● EXERCISE OBJECTIVE:
Every entry is to be set down a second time, precisely as written.

● SUPPLIED DATA:
□ □ □ □ □

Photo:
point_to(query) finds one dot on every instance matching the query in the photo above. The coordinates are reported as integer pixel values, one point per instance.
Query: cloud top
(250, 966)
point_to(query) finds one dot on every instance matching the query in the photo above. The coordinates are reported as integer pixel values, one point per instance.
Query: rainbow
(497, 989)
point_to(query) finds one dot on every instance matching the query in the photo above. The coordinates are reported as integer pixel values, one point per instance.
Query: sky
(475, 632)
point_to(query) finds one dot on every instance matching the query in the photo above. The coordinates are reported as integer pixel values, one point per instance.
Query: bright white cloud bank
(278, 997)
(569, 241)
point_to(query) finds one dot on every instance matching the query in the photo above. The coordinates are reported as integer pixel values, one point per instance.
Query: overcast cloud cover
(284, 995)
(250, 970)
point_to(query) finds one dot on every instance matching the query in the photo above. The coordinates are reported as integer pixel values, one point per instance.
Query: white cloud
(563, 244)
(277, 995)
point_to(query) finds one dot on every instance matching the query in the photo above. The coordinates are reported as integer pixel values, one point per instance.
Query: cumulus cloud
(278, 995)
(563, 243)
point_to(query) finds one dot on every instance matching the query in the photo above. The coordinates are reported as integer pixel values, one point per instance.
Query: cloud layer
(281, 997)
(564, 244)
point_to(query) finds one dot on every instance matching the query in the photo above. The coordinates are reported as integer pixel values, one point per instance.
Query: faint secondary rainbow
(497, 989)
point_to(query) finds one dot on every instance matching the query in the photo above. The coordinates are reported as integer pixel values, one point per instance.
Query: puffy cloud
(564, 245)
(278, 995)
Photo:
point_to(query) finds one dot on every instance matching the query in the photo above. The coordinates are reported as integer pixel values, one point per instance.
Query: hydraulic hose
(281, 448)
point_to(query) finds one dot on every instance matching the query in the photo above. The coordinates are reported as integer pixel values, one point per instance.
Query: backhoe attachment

□ □ □ □ □

● EXERCISE RESPONSE:
Photo:
point_to(query) finds one dot on every instance matching the query in the photo above. The coordinates are reported as integer pixel values, one point per instance.
Query: cloud top
(250, 966)
point_to(query) finds one dot on every instance matching the query in the photo above. The coordinates are reported as integer pixel values, one point per instance.
Query: rainbow
(497, 989)
point_to(query) finds one dot on every instance matching the query in the photo above. The coordinates are reported as integer pixel values, one point per instance.
Query: sky
(475, 632)
point_to(query) finds one dot on every instance matching the query in the photo above. The coordinates are reported as integer pixel values, one point per instance.
Query: bright white cloud bank
(278, 997)
(569, 241)
point_to(query) finds one dot on every instance matching the query in the photo above. The coordinates are reported as integer pixel values, one point per instance.
Query: overcast cloud cover
(284, 995)
(250, 970)
point_to(query) finds one dot on every instance matching the query in the photo above. The coordinates are reported as integer pixel values, one point per instance.
Query: white cloud
(563, 244)
(277, 995)
point_to(query) finds one dot on every instance matching the query in the photo above. The coordinates are reported as integer pixel values, one point per instance.
Query: cumulus cloud
(278, 995)
(563, 243)
point_to(query) finds one dot on every instance matching the query in the photo above. The coordinates are reported as integer pixel values, one point per instance.
Query: cloud layer
(281, 997)
(564, 244)
point_to(query) finds one dot on every instance matching the query in the photo above. The coordinates are reported as integer pixel values, one point per instance.
Query: faint secondary rainbow
(497, 989)
point_to(query) finds one dot on every instance matching the query in the photo above. The coordinates are reported as integer pixel values, one point per instance.
Query: puffy cloud
(564, 245)
(278, 995)
Photo:
point_to(query) finds one dot on every instance matching the query in the photo above. The coordinates are reported as integer pixel values, one point per instance.
Query: hydraulic hose
(281, 448)
point_to(query) finds one dot on every instance matching the query in the photo above. The coordinates are reported as integer pixel values, one point per instance.
Query: backhoe attachment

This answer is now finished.